### Task objective
Could you reproduce, word for word, the part of the records that opens with the line containing "the car rear" and closes with the line containing "Target: manhole cover", both lines included?

### Exercise materials

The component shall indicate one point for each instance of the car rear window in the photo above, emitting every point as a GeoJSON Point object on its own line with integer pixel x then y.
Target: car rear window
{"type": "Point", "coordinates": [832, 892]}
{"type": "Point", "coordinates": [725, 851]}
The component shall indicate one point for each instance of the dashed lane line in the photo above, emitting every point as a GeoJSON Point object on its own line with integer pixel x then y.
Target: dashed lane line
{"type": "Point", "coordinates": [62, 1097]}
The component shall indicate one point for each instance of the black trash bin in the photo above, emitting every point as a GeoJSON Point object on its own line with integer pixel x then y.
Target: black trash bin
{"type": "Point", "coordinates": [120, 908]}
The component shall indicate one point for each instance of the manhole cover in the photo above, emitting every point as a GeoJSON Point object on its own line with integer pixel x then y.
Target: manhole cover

* * *

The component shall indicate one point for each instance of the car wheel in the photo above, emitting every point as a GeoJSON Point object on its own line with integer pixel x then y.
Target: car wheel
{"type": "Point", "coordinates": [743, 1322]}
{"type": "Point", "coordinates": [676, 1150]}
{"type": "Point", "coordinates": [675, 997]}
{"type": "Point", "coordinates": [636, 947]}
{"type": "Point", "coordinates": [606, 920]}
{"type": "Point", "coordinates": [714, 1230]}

### Full solution
The component shall indicate one point for each instance of the car rear window in the photo above, emitting every point as a GeoJSON Point object on its own line with integer pixel x then y.
Target: car rear window
{"type": "Point", "coordinates": [832, 892]}
{"type": "Point", "coordinates": [725, 851]}
The component shall indicate one point for each instance of the dashed lane line in the photo above, emitting every point as a GeoJSON Point object on its own line with integer pixel x then y.
Target: dashed lane line
{"type": "Point", "coordinates": [62, 1097]}
The component shall indicate one point for each instance of the black trash bin in the photo above, emitting every point as a GeoJSON Point object on its own line with integer pixel x then y.
Target: black trash bin
{"type": "Point", "coordinates": [120, 908]}
The component shall indicate one point for each instance of the manhole cover in the photo above, emitting every point as a GeoJSON Point object on its own line with integer pixel x then y.
Target: manhole cover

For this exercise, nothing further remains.